(Text for analysis Opens)

Recover data from a pool that cannot be imported...

Status
Not open for further replies.

jaggel

Cadet
Joined
Aug 13, 2012
Messages
7
I had a raidz1 pool with 6 x 1tb disks on a Freenas 8.3.0 box till recently that I made a series of mistakes I think and cannot import it...
After a disk failure I physically replaced the disk but accidentally instead of replacing I simply added it to the pool thus resulting in a 'not recommended' situation with my pool consisting of a stripe set of a "degraded" raidz vdev and a single disk...
The real problem though came in when the single disk also failed and I can no longer import the pool... The error is the "One or more devices are missing from the system."
Since I have not written any new data on the pool after the "replacement" is there any way that I could extract the data from the "degraded" raidz vdev? Can we somehow bypass the missing top level vdev or is there any advanced way to import/recover the pool...?
Just for the record when I executed zdb I saw that the labels are missing on all of the disks of the pool but it seems that all the other info is there (apart from the failed single disk)...

Thanks in advance.
 

cyberjock

Inactive Account
Joined
Mar 25, 2012
Messages
19,526
Post the output of zpool import and zpool status, in code tags. The code tags will save the formatting, which is very important.
 

jaggel

Cadet
Joined
Aug 13, 2012
Messages
7
Post the output of zpool import and zpool status, in code tags. The code tags will save the formatting, which is very important.

The output of zpool import:
Code:
[root@neptune] ~# zpool import
  pool: tank2
    id: 2303632421064316926
  state: UNAVAIL
status: One or more devices are missing from the system.
action: The pool cannot be imported. Attach the missing
        devices and try again.
  see: http://www.sun.com/msg/ZFS-8000-6X
config:
 
        tank2                                          UNAVAIL  missing device
          raidz1-0                                      DEGRADED
            gptid/9aa2891a-5734-11e2-8ebb-001e8c089abb  ONLINE
            gptid/9b61dcb6-5734-11e2-8ebb-001e8c089abb  ONLINE
            gptid/00ba9619-d784-11e2-90cf-001e8c089abb  ONLINE
            gptid/9ca58184-5734-11e2-8ebb-001e8c089abb  ONLINE
            16389829440877692601                        UNAVAIL  cannot open
            gptid/9e61fdfb-5734-11e2-8ebb-001e8c089abb  ONLINE
 
        Additional devices are known to be part of this pool, though their
        exact configuration cannot be determined.


The output of zpool status:
Code:
[root@neptune] ~# zpool status
  pool: tank1
state: ONLINE
  scan: scrub repaired 0 in 0h53m with 0 errors on Fri Sep 20 09:30:43 2013
config:
 
        NAME        STATE    READ WRITE CKSUM
        tank1      ONLINE      0    0    0
          ada1      ONLINE      0    0    0
          ada0      ONLINE      0    0    0
          ada7      ONLINE      0    0    0
 
errors: No known data errors
 

cyberjock

Inactive Account
Joined
Mar 25, 2012
Messages
19,526
Well, its like this....

tank1 has 3 disks, and if any of those fail or otherwise have significant problems, you will lose the pool.

(Text for analysis Closes)
(Source information Opens)

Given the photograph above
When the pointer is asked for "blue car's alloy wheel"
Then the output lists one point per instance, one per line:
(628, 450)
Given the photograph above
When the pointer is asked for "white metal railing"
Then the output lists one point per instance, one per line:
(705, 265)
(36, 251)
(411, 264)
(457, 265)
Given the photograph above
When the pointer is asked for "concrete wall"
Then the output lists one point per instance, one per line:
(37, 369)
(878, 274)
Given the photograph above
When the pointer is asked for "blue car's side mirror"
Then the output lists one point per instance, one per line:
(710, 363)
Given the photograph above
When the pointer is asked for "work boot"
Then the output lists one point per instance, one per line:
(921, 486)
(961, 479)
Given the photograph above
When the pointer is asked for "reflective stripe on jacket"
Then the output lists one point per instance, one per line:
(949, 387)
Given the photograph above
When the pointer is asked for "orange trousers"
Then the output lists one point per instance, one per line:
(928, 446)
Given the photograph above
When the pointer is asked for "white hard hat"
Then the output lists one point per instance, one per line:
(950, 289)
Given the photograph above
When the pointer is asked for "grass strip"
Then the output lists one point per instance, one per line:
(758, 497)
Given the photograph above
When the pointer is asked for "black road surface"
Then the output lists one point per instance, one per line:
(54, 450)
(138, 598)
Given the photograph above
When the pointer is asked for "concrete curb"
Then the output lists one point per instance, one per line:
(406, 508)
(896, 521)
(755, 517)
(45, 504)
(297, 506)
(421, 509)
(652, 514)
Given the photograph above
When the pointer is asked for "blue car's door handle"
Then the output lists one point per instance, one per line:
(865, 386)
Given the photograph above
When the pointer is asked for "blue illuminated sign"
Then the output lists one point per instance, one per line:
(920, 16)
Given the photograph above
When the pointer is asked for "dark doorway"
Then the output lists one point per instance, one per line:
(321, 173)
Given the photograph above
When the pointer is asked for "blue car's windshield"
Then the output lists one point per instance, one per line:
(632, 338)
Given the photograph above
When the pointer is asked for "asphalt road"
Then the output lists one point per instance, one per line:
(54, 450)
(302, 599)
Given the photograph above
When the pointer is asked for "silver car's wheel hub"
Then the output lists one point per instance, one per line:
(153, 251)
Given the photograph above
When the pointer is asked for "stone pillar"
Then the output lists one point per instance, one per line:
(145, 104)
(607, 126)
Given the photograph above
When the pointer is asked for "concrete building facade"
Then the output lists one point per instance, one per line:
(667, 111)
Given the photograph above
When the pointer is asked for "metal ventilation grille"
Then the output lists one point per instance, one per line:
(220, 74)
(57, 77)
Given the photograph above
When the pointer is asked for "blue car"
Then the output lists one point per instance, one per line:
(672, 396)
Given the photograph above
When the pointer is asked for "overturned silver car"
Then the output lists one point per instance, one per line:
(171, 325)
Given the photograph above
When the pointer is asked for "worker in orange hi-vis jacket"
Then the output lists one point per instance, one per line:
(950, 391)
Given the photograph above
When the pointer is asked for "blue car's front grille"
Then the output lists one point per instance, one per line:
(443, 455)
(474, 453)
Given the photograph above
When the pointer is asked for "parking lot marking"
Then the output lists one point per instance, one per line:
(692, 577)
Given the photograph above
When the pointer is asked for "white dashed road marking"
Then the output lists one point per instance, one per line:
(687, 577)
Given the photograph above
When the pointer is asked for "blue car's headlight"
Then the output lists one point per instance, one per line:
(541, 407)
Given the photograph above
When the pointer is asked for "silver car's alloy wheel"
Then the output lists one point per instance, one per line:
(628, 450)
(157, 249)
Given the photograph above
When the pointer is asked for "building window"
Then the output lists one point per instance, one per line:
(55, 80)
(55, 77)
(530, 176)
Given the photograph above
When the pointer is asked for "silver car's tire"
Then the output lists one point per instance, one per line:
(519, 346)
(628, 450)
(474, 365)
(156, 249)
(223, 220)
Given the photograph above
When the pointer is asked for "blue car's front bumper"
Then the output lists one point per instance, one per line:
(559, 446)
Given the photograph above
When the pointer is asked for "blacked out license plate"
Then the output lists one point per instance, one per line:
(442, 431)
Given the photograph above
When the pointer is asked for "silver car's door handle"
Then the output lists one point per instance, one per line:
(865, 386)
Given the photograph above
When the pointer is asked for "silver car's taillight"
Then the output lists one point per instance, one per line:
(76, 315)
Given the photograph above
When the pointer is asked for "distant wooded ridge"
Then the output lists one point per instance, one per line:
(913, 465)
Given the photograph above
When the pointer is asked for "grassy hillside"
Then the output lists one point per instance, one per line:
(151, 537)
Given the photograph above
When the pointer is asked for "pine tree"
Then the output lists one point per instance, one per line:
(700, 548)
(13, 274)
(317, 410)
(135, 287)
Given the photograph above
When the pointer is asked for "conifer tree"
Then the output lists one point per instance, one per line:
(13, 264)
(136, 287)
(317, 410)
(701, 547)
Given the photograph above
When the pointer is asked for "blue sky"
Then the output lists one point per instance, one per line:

(Source information Closes)

Exercise A:
Answer these questions about the ZFS forum thread, one line each:
(i) How many disks, and of what size, made up the original raidz1 pool?
(ii) What state does the zpool import output report for the pool tank2?
(iii) According to the last reply, how many disks does tank1 have?
Exercise B: In the ZFS forum thread, change "single disk" to "lone disk" in the passage starting at "After a disk" and ending at "failed single disk)...", then write out the whole passage.

Answer box A:
(i) Six 1 TB disks.
(ii) UNAVAIL.
(iii) Three disks.

Answer box B:
After a disk failure I physically replaced the disk but accidentally instead of replacing I simply added it to the pool thus resulting in a 'not recommended' situation with my pool consisting of a stripe set of a "degraded" raidz vdev and a lone disk...
The real problem though came in when the lone disk also failed and I can no longer import the pool... The error is the "One or more devices are missing from the system."
Since I have not written any new data on the pool after the "replacement" is there any way that I could extract the data from the "degraded" raidz vdev? Can we somehow bypass the missing top level vdev or is there any advanced way to import/recover the pool...?
Just for the record when I executed zdb I saw that the labels are missing on all of the disks of the pool but it seems that all the other info is there (apart from the failed lone disk)...